- _TEXTAUSZUG_
Hauptsache aber: Spirale drin, das Krankenhaus fällt aus der Statistik nicht raus. Zu meinen Zeiten waren wir verpflichtet, 90% der Gebärenden mit einer Spirale zu versorgen.

Zunächst fand ich dieses Vorgehen absurd und medizinisch schwachsinnig. Dann hat in meinem Dienst eine 14-jährige ihr zweites Baby bekommen, und am nächsten Tag eine 31-jährige ihr achtes - sie sah wie 51 aus. Heute halte ich es für einen der vernünftigsten Ansätze im Kampf gegen Armut. Vor drei Wochen hatte ich die Gelegenheit, den Vortrag von Sabaratnam Arulkumaran während des deutschen Gynäkologenkongresses zu hören. Prof. Arulkumaran ist ehemaliger Vorsitzender der International Federation of Gynecology and Obstetrics (FIGO) und setzt sich für Frauengesundheit ein. Der Fokus seiner Rede war nicht die milliardenschwere Entwicklungshilfe für den Bau hochmoderner Krankenhäuser, sondern etwas viel banaleres und billigeres: Verhütung.

In Afrika leben heute, je nach Schätzung, zwischen 1,1 und 1,3 Milliarden Menschen. Vor 50 Jahren waren es nur 320 Millionen, im Jahr 2040 soll die 2-Milliarden-Marke geknackt werden. Die arabische Welt wuchs in der Zeit von 92 auf 392 Millionen, Pakistans Einwohnerzahl hat sich vervierfacht. Zum Vergleich: in Europa leben heute 740 Millionen Menschen, 1965 waren es 635 Millionen. Eine Afrikanerin bekommt im Laufe ihres Lebens im Schnitt 4,7 Kinder, in manchen Regionen wie Niger, Chad, Somalia und Mali sogar zwischen sechs und acht. Bis auf Afghanistan und Osttimor liegen die 25 Länder mit höchster Fertilität in Afrika.

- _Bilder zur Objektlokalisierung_
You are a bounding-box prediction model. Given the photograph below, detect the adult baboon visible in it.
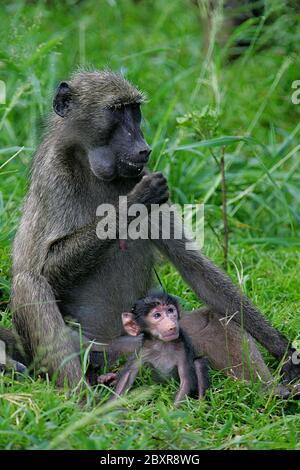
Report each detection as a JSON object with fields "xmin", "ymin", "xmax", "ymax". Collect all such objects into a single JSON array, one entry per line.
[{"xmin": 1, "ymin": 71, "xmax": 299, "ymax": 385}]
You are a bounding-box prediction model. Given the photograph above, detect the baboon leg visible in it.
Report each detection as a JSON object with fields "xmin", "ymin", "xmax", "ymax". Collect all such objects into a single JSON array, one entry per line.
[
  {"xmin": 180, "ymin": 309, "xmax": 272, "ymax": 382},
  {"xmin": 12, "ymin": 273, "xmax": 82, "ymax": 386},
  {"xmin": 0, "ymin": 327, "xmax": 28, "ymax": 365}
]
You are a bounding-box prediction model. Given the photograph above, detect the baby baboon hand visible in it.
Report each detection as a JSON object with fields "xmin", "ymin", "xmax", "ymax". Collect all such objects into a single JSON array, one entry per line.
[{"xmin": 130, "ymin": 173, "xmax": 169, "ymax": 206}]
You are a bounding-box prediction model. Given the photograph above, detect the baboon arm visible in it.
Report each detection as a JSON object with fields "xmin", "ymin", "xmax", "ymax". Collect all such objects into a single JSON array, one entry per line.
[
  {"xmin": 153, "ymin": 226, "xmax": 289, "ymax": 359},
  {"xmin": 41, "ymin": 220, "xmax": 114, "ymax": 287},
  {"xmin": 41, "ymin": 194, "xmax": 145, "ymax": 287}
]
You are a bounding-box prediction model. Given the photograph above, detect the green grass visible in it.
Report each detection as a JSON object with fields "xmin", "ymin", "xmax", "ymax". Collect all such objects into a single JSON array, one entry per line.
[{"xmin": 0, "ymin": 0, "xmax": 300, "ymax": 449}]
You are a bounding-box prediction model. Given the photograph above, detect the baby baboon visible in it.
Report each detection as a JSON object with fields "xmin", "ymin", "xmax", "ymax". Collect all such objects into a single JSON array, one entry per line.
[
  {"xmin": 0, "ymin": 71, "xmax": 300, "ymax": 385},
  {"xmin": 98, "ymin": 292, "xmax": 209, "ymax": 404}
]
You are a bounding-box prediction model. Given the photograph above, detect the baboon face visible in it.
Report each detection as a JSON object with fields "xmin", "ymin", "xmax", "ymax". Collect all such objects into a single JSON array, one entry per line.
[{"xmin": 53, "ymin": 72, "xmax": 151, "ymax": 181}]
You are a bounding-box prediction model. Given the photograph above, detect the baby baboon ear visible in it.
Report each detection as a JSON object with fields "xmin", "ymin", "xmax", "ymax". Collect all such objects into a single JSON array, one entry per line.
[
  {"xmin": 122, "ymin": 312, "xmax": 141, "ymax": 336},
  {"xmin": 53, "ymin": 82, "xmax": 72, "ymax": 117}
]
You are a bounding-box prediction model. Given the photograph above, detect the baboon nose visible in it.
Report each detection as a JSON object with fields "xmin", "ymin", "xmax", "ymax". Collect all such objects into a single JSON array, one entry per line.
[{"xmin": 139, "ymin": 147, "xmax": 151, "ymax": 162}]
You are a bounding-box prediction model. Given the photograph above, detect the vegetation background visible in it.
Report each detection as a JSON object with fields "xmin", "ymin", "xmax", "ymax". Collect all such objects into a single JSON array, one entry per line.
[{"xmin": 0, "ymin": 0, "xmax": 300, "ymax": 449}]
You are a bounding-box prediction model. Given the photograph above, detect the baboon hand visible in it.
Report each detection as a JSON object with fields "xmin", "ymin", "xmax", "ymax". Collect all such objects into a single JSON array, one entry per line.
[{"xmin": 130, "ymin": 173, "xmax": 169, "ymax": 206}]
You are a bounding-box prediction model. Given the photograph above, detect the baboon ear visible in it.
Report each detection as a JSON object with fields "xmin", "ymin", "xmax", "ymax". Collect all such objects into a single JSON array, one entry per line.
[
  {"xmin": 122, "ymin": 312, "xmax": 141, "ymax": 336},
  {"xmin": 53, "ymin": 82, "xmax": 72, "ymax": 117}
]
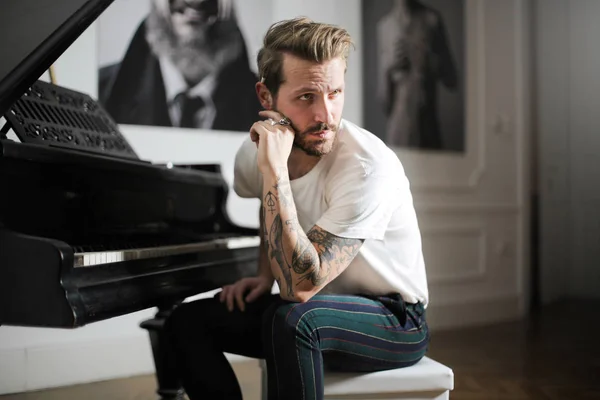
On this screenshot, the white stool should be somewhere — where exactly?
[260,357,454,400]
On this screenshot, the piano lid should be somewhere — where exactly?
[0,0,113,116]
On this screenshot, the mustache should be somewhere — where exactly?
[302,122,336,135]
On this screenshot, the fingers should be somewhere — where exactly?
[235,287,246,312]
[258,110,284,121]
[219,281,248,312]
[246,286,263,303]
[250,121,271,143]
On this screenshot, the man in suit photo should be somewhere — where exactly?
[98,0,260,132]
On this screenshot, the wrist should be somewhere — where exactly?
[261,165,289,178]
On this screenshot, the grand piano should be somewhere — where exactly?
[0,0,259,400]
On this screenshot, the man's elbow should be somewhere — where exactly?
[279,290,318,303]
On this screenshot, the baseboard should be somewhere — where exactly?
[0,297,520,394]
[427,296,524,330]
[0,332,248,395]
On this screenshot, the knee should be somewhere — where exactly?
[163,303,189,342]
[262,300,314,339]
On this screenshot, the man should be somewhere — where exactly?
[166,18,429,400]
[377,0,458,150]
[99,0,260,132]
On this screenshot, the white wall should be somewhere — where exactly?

- _FRAGEN ZUM MATERIAL_
(A) Wie viel Prozent der Gebärenden mussten laut dem Textauszug mit einer Spirale versorgt werden?
(B) Stimmen diese Aussagen mit dem Textauszug überein? Antworte jeweils mit Ja oder Nein und zitiere die entscheidenden Worte.
(i) In Europa lebten 1965 635 Millionen Menschen.
(ii) Prof. Arulkumaran ist der amtierende Vorsitzende der FIGO.
(iii) Die Einwohnerzahl Pakistans hat sich verdoppelt.
(C) Welche Staaten werden im Textauszug namentlich genannt?

- _ANTWORTEN JE AUFGABE_
(A) 90 %.

(B)
(i) Ja: „1965 waren es 635 Millionen“
(ii) Nein: „Prof. Arulkumaran ist ehemaliger Vorsitzender der International Federation of Gynecology and Obstetrics (FIGO)“
(iii) Nein: „Pakistans Einwohnerzahl hat sich vervierfacht“

(C) Pakistan, Niger, Chad, Somalia, Mali, Afghanistan, Osttimor